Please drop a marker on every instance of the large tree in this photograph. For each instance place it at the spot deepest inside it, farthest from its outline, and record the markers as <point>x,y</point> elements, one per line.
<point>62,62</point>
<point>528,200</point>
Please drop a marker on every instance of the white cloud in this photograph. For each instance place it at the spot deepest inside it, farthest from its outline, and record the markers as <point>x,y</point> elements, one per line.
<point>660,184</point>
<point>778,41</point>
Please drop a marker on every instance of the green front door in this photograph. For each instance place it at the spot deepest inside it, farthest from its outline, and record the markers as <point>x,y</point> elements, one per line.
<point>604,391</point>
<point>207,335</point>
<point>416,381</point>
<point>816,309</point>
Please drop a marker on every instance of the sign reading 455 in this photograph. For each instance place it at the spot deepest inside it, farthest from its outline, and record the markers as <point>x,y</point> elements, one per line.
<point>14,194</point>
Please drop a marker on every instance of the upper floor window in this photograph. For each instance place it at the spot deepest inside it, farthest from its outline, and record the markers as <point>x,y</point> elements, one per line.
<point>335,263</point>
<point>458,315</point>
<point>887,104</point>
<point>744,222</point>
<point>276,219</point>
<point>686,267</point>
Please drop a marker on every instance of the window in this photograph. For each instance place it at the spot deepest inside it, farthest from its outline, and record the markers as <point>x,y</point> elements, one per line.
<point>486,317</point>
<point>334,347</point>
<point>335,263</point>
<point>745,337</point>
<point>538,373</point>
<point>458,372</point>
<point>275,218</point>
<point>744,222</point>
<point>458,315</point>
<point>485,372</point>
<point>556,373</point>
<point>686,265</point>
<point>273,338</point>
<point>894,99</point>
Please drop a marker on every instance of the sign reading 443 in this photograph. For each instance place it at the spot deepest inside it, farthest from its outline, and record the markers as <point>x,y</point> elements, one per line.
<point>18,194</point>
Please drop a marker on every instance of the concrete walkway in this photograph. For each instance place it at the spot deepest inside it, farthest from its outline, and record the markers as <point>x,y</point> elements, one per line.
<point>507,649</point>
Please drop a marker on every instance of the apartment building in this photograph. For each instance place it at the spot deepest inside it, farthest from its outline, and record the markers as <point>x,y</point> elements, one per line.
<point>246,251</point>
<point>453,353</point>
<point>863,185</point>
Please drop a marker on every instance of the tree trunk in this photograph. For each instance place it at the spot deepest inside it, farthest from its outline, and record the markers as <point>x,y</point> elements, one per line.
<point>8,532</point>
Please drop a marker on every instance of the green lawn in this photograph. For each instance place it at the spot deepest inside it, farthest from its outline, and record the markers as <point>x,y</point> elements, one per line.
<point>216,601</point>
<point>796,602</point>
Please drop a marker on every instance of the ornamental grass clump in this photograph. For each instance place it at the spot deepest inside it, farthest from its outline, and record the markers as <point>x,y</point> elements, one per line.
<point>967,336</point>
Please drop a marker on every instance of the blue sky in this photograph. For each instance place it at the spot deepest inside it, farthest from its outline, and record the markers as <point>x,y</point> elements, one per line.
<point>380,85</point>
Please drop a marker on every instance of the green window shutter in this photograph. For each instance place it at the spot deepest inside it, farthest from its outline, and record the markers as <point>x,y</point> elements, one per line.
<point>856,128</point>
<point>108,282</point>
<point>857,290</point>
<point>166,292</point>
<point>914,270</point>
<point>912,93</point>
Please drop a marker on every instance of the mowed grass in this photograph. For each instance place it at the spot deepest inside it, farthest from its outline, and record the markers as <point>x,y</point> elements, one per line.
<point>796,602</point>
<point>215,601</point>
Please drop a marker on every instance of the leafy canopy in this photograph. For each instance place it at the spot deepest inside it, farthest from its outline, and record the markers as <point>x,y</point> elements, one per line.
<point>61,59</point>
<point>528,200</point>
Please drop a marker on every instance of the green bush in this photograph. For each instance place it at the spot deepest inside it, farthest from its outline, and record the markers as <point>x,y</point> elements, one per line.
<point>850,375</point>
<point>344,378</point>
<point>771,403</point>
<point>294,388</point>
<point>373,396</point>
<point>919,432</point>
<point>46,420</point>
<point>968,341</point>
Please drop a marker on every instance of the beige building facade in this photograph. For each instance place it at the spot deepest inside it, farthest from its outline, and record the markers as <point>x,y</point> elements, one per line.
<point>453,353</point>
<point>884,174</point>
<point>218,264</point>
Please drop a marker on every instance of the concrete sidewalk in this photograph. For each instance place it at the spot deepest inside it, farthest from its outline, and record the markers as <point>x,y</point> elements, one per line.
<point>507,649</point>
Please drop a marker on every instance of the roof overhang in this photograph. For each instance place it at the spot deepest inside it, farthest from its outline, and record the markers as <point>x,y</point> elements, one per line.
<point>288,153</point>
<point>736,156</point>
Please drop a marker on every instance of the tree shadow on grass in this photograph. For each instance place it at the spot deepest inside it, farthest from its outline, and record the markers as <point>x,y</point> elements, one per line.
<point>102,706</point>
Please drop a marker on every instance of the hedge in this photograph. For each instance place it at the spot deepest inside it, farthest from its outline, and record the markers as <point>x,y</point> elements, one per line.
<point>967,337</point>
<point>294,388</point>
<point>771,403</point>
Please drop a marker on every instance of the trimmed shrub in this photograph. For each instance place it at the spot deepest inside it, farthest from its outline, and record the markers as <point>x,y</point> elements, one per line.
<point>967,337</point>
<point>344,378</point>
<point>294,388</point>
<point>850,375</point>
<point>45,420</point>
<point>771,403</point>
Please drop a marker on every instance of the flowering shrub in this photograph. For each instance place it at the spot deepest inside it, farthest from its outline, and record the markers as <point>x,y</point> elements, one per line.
────────
The entries shown above should be duplicated exactly.

ANSWER FOR THE TASK ->
Please drop a marker on every instance of the large tree in this photograph. For each instance place it at the spot deepest inside it, farthest from its outline, and record the markers as <point>x,y</point> elements, one per line.
<point>62,62</point>
<point>528,200</point>
Please drop a marker on every instance of the white cloud in this photograph. For each instance place it at the spot deepest inside it, farthest from its outline, and record the markers as <point>x,y</point> elements, one per line.
<point>660,184</point>
<point>778,41</point>
Please drop a marker on every instance of the green front door in this photograph. For each instance place it at the spot deepest inside it, farthest from its outline, and record the markers as <point>x,y</point> elements, one per line.
<point>604,391</point>
<point>207,335</point>
<point>416,381</point>
<point>816,309</point>
Please drop a marker on every instance of the sign reading 455 in this photograph. For each instance place it at the spot deepest inside it, farthest from its outline, and record the markers as <point>x,y</point> elements, one per line.
<point>14,194</point>
Please drop a marker on every instance of the upper floor window in this photograph. For each instance place it at the spot deepest inside it, farthest from its outline, and record the markers as <point>x,y</point> elements, one per line.
<point>335,263</point>
<point>458,315</point>
<point>887,104</point>
<point>744,222</point>
<point>276,219</point>
<point>686,267</point>
Please drop a marker on every instance of the window in this photograph. For each instance place it at the spot deepest inside it, farthest from its outline, and record the markers as <point>x,y</point> elements, one per line.
<point>486,317</point>
<point>334,347</point>
<point>335,263</point>
<point>745,337</point>
<point>538,373</point>
<point>458,372</point>
<point>275,218</point>
<point>744,222</point>
<point>458,315</point>
<point>485,372</point>
<point>556,373</point>
<point>686,265</point>
<point>273,338</point>
<point>894,99</point>
Please drop a marker on every instance of the sign reading 443 in this photograph. For each instance place it at the spot deepest inside it, farthest from its outline, and record the markers as <point>x,y</point> elements, one per line.
<point>18,194</point>
Please drop a marker on every instance of the concrete walkway in this photograph. For each instance place it at the spot deepest inside it, farthest from its outline, and record the markers as <point>x,y</point> elements, one per line.
<point>507,649</point>
Please drop a marker on every instance of the apartment building in this photograph. For each instance place it at the spot deepest inside it, farthest from its outline, and record the markers as <point>x,y</point> elements, one per line.
<point>246,251</point>
<point>453,353</point>
<point>863,185</point>
Please drop a marker on every instance of the tree trunk in this photograph. For each instance place it at the spot deepest inside it, farthest from its outline, and record the markers as <point>x,y</point> elements, one per line.
<point>8,532</point>
Please drop a marker on every instance of the green lawn in this photograph. For each instance place it at the spot deepest inside it, farthest from its outline, and record the markers as <point>x,y</point> elements, one per line.
<point>216,601</point>
<point>796,602</point>
Please drop a marker on every instance of the ornamental grass clump in this photograph. For each instance place it at the spot deepest inside it, farthest from its outline, and record the markers as <point>x,y</point> elements, one per line.
<point>967,336</point>
Please drop a marker on every instance of the blue sky in this photograph. For each instance place it at the spot deepest inside it, farthest from its outline, and record the markers as <point>x,y</point> elements, one per line.
<point>380,85</point>
Please drop a marker on every instance of the green window shutter in this photograph. For each instance place it at the spot deepest inside it, farthest from its outline, and record the markers as <point>x,y</point> elements, one per line.
<point>856,128</point>
<point>108,282</point>
<point>857,290</point>
<point>166,292</point>
<point>914,270</point>
<point>912,93</point>
Please drop a marker on every instance of the mowed grass in this photograph. For each instance place it at the spot deepest inside it, farthest from its outline, and record the markers as <point>x,y</point> elements, one per line.
<point>796,602</point>
<point>215,601</point>
Please drop a marker on every instance of the leafy canopy in this photograph. For each instance place it at the spot deepest inside it, farthest from its outline, and record the markers as <point>x,y</point> elements, one per line.
<point>61,59</point>
<point>528,200</point>
Please drop a marker on every instance of the green bush in this photograph. For each instance place it at the spot deepest inside it, farthest from its outline, and record the markers as <point>x,y</point> elements, one per line.
<point>850,375</point>
<point>344,378</point>
<point>771,403</point>
<point>294,388</point>
<point>373,396</point>
<point>919,432</point>
<point>46,420</point>
<point>968,341</point>
Please drop a marker on every instance of the beige building facade in this photograph. For each instance place it at the spot deepest inside it, farthest from its outline, and record the markers as <point>x,y</point> elements, one per line.
<point>453,353</point>
<point>884,174</point>
<point>218,264</point>
Please drop a marker on every instance of the concrete sidewalk in this photograph. For each instance place it at the spot deepest inside it, farthest from its outline, and record the markers as <point>x,y</point> elements, one per line.
<point>507,649</point>
Please drop a marker on every instance of the roof overhang in this photograph. For each instance place it at the spot deepest inside it, farthest from its outline, and record the markers as <point>x,y</point> elements, one per line.
<point>288,153</point>
<point>736,156</point>
Please drop a marker on every instance of the tree shadow on grass in this photograph. For each instance place it at the spot deepest inside it, farthest from its outline, and record the markers as <point>x,y</point> elements, one per line.
<point>102,706</point>
Please drop a marker on every instance of the hedge in this photograph. For each instance place it at the spot deepest inside it, farthest from its outline, and record the markers as <point>x,y</point> elements, one per line.
<point>967,337</point>
<point>294,388</point>
<point>771,403</point>
Please drop a marker on every instance of the trimmed shrub in this photograph. For each instance place it at the spot deepest inside it, farthest from its outline, and record the markers as <point>x,y</point> elements, one per line.
<point>967,337</point>
<point>344,378</point>
<point>294,388</point>
<point>850,375</point>
<point>45,420</point>
<point>771,403</point>
Please drop a marker on every instance of the flowering shrub in this photograph. For each instance place it at the spot deepest inside it, farthest from its outline, and record the markers as <point>x,y</point> elements, one per line.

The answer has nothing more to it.